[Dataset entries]
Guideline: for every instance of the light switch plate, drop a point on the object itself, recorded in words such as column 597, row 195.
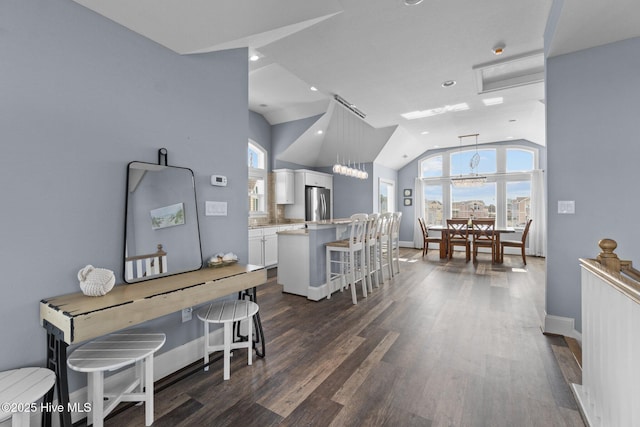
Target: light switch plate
column 215, row 208
column 566, row 207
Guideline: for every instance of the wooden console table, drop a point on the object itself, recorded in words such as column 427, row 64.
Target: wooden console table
column 74, row 318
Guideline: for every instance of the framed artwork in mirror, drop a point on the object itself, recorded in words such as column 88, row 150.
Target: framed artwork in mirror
column 162, row 235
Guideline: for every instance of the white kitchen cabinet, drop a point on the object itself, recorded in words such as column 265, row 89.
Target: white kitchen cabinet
column 263, row 244
column 285, row 179
column 255, row 247
column 270, row 237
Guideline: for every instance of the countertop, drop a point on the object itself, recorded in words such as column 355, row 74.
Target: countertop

* Task to carry out *
All the records need to be repeated exactly, with the images dropped.

* Answer to the exercise *
Guideline: for every instance of the light switch plate, drop a point on the object itself, recorded in words such as column 597, row 195.
Target: light switch plate
column 215, row 208
column 566, row 207
Guideline: for every instance of the wooden console table, drop a point on the object itself, recorded in words such as column 427, row 64.
Target: wooden console table
column 74, row 318
Guideline: for every instance of the framed artwork in mirror, drop a point on the object itself, recorded in words such as column 88, row 150.
Target: framed artwork in mirror
column 162, row 235
Guideline: for every instance of the white kitchen cabinet, drop a point on the object itself, recorded in words such as column 265, row 89.
Target: white kitchen cabinet
column 263, row 244
column 285, row 179
column 255, row 247
column 270, row 237
Guideline: for every instance of the countertop, drop a point on the object itself, recorded in words such as column 355, row 74.
Target: countertop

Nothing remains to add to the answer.